COMPITO A: Secondo il testo sulla didattica a distanza, da quando gli alunni hanno dovuto misurarsi con questa forma di apprendimento?
COMPITO B: Riporta dal testo sulla didattica a distanza il passo che inizia con "Sulla carta, sembra" e prosegue fino a "complessi di così.".
COMPITO C: Continua il testo sulla didattica a distanza dopo la sua ultima frase.

TESTO ESTRATTO:

· · · · ·

Da mesi ormai abbiamo a che fare con il Covid, che ha portato un evidente cambiamento nelle nostre vite e ha messo tutti quanti noi di fronte a problemi mai affrontati prima, cogliendoci alla sprovvista. Uno di questi è la didattica a distanza. Dalla fine di febbraio 2020 noi alunni siamo stati costretti a misurarci con questa forma alternativa di apprendimento, consistente nell’utilizzo di piattaforme per videochiamate, quali per esempio Skype o Zoom, per collegarsi da casa con i professori e seguire regolarmente le lezioni che si sarebbero tenute a scuola.

Sulla carta, sembra perfetto: anche con una pandemia globale in corso, la scuola può tranquillamente continuare… e senza muoversi da casa per giunta! Per arrivare a scuola è sufficiente aprire il nostro portatile! Sembra quindi che, paradossalmente, questo periodo a noi studenti abbia in realtà giovato. I fatti, però, sono più complessi di così.

Primi fra tutti non sono da sottovalutare i problemi puramente tecnici: ormai si dà quasi per scontato che tutti siano dotati della connessione più veloce disponibile o di dispositivi elettronici di vario tipo, tant’è che sembrava impossibile pensare che qualcuno, all’inizio delle lezioni online, non fosse già adeguatamente attrezzato. Le variabili non tenute in considerazione sono molteplici: non tutti sono dotati di una connessione sempre efficiente e, nel pieno della pandemia, non era così facile risolvere una situazione di questo tipo; non è scontato che ciascun membro di un nucleo famigliare abbia a disposizione un computer o un tablet e mesi fa, con i genitori in smart working, in molte famiglie questa mancanza di dispositivi elettronici ha causato problematiche non indifferenti.

· · · · ·

DATI MOSTRATI:
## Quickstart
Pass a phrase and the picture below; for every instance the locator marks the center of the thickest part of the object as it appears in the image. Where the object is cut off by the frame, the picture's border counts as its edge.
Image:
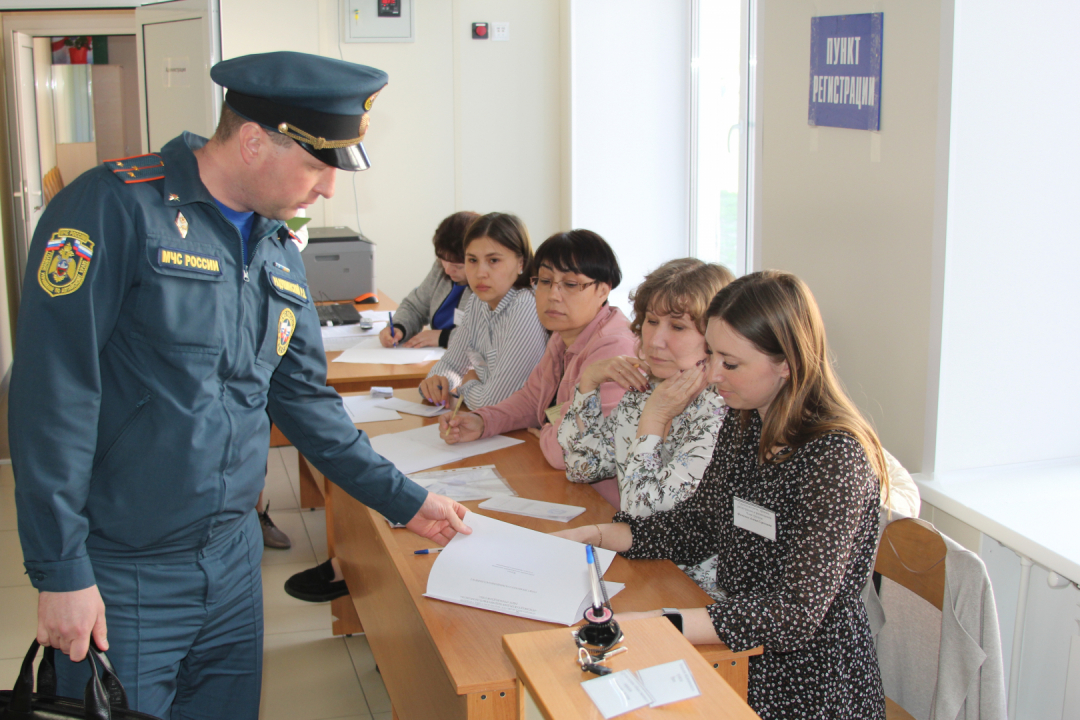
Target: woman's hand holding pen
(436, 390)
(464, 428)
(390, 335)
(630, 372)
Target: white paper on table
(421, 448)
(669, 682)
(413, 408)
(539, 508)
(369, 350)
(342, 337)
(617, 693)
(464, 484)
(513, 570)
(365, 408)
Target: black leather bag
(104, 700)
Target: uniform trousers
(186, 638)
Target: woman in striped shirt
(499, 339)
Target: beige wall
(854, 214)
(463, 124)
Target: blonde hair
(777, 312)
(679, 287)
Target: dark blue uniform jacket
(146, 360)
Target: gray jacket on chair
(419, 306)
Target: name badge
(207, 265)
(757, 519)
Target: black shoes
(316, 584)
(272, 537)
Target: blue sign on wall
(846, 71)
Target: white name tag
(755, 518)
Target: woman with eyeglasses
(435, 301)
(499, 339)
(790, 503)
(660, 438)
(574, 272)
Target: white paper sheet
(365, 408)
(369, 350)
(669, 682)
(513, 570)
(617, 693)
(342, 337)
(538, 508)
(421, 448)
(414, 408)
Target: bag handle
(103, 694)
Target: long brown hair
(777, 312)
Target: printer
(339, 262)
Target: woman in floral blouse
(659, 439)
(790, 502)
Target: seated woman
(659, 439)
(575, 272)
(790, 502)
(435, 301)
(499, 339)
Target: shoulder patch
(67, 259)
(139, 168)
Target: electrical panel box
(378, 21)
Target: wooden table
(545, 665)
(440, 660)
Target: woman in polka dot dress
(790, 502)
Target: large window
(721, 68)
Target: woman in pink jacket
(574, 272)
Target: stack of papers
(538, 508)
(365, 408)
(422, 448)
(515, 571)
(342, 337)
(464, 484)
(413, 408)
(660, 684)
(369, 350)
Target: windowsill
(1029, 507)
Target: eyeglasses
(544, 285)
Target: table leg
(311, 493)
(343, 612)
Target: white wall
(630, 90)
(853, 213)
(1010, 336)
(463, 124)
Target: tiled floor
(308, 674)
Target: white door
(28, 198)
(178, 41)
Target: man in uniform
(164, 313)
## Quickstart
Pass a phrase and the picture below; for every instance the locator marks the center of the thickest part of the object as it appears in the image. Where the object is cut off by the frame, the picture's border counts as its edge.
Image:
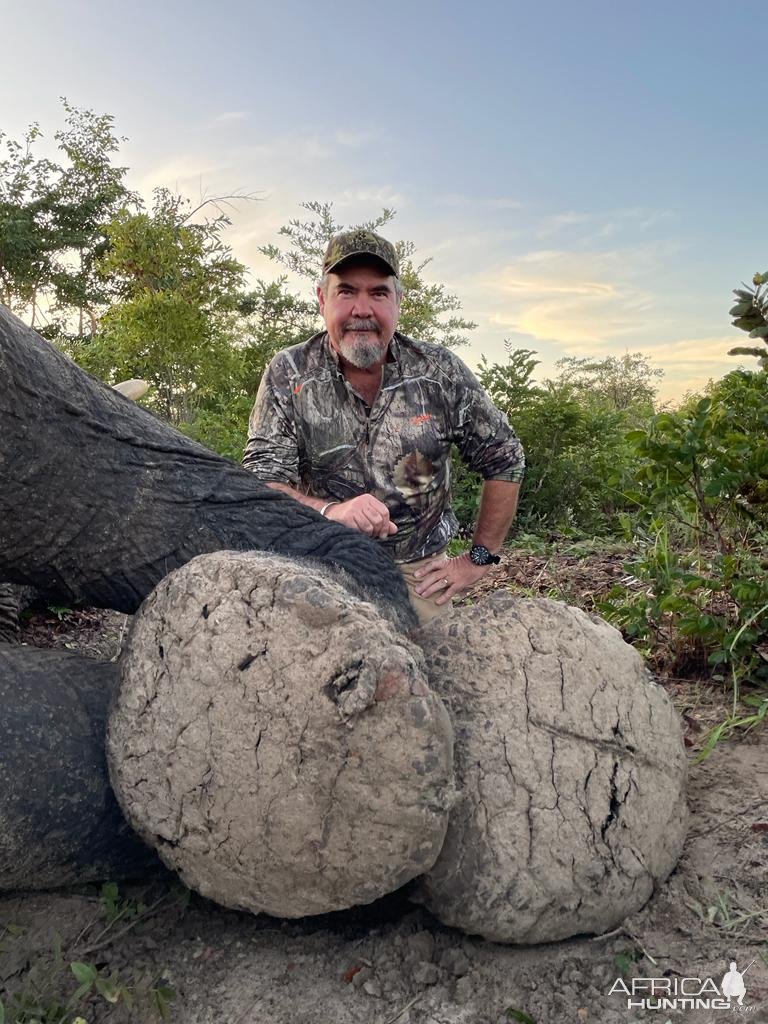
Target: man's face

· · · · ·

RISPOSTA A: Dalla fine di febbraio 2020.

RISPOSTA B:
Sulla carta, sembra perfetto: anche con una pandemia globale in corso, la scuola può tranquillamente continuare… e senza muoversi da casa per giunta! Per arrivare a scuola è sufficiente aprire il nostro portatile! Sembra quindi che, paradossalmente, questo periodo a noi studenti abbia in realtà giovato. I fatti, però, sono più complessi di così.

RISPOSTA C:
In secondo luogo, l’insegnamento a distanza non ha certamente lo stesso effetto: da casa le distrazioni sono molte più di quante siano a scuola; basta una telecamera spenta e ci si può dedicare a qualsiasi attività reputata più interessante della spiegazione dell’insegnante. Nemmeno le valutazioni sono rimaste le stesse: bastano un post-it attaccato al computer o una pagina di Google lasciata aperta per far avere alla media un tanto rapido quanto inusuale aumento. Altro problema rilevante, quello che ha fatto dire a milioni di studenti di voler tornare a scuola, fino ad allora considerata un’antipatica costrizione, è quello del contatto.

Il mio terzo anno di liceo classico si è concluso premendo un pulsante. In quel momento non ho potuto fare a meno di pensare agli anni precedenti, alla corsa fuori da scuola al suono della campanella, alla festa di fine anno, agli abbracci, alla leggerezza, tutte “banalità” che, dopo mesi passati in dad, fanno sentire prepotentemente la propria mancanza.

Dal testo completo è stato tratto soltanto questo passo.